> _节选原文_:
----------

DepthTrack数据集下载与评估

DepthTrack 是 RGB-D 目标跟踪的数据集之一, 但作者并未提供完整数据集下载链接, 网上也未能找到百度网盘链接, 同时VOT toolkit工具配置极其恶心, 故写了个小工具来帮助环境搭建.

DepthTrack数据集下载

原 Github 仓库给出的是每个序列的下载链接, 因此可以使用 Python 自动获取压缩包路径, 实现下载.

DepthTrack 下载脚本

import hashlib
import json
import os
import requests
import zipfile
from tqdm import tqdm
from concurrent.futures import ThreadPoolExecutor, as_completed

download_folder = r'./DepthTrack'

def download_file(file_info):
    file_name = file_info['name']
    url = file_info['url']
    file_path = os.path.join(download_folder, file_name)
    try:
        response = requests.get(url, stream=True)
        total_size = int(response.headers.get('content-length', 0))
        block_size = 1024  # 1 Kibibyte
        progress_bar = tqdm(total=total_size, unit='iB', unit_scale=True, desc=file_name)

        with open(file_path, 'wb') as file:
            for data in response.iter_content(block_size):
                progress_bar.update(len(data))
                file.write(data)
        progress_bar.close()
        return file_name, True
    except Exception as e:
        print(f"Error downloading {file_name}: {e}")
        return file_name, False

def download_files(file_infos, max_workers=5):
    print(f'start downloading {len(file_infos)} files')
    results = []
    with ThreadPoolExecutor(max_workers=max_workers) as executor:
        future_to_file = {executor.submit(download_file, file_info): file_info for file_info in file_infos}
        for future in as_completed(future_to_file):
            file_info = future_to_file[future]
            try:
                file_name, success = future.result()
                results.append((file_name, success))
            except Exception as exc:
                print(f"{file_info['name']} error: {exc}")
    return results

def generate_download_items(json_record: int | list) -> list:
    if isinstance(json_record, list):
        download_items = []
        for record in json_record:
            download_items.extend(generate_download_items(record))
        return download_items

    json_url = f'https://zenodo.org/records/{json_record}/export/json'
    save_to = os.path.join(download_folder, f'{json_record}.json')
    if not os.path.exists(save_to):
        response = requests.get(json_url, stream=True)
        if response.status_code == 200:
            with open(save_to, 'wb') as file:
                for chunk in response.iter_content(chunk_size=1024):
                    if chunk:
                        file.write(chunk)
        else:
            raise Exception(f"Failed to download file from {json_url}")
    with open(save_to, 'r', encoding='utf-8') as file:
        data = json.load(file)
    # 生成下载列表
    download_items = []
    entries = data['files']['entries']
    for entry in entries:
        dic = entries[entry]
        item = {
            'name': dic['key'],
            'url': dic['links']['content'],
            'size': dic['size'],
            'md5': dic['checksum'][4:]
        }
        download_items.append(item)

----------

> _所给资料_:
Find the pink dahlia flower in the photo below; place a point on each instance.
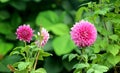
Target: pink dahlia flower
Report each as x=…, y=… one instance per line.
x=24, y=33
x=83, y=33
x=44, y=36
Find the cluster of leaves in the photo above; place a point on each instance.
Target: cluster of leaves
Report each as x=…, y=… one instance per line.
x=105, y=16
x=58, y=16
x=55, y=15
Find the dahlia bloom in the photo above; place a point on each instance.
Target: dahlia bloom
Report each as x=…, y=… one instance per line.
x=43, y=37
x=83, y=33
x=24, y=33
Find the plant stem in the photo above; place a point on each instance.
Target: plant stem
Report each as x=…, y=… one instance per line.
x=36, y=60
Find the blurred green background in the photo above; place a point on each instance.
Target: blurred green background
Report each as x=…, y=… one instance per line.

----------

> _练习各部分_:
a - 请将 DepthTrack 数据集下载一文中从“DepthTrack 是 RGB-D”开始、到“Python 自动获取压缩包路径, 实现下载.”结束的部分原样重新录入。
b - 根据 DepthTrack 数据集下载一文，原 Github 仓库提供的是什么下载链接？

> _各题答案_:
a -
DepthTrack 是 RGB-D 目标跟踪的数据集之一, 但作者并未提供完整数据集下载链接, 网上也未能找到百度网盘链接, 同时VOT toolkit工具配置极其恶心, 故写了个小工具来帮助环境搭建.

DepthTrack数据集下载

原 Github 仓库给出的是每个序列的下载链接, 因此可以使用 Python 自动获取压缩包路径, 实现下载.

b - 原 Github 仓库给出的是每个序列的下载链接。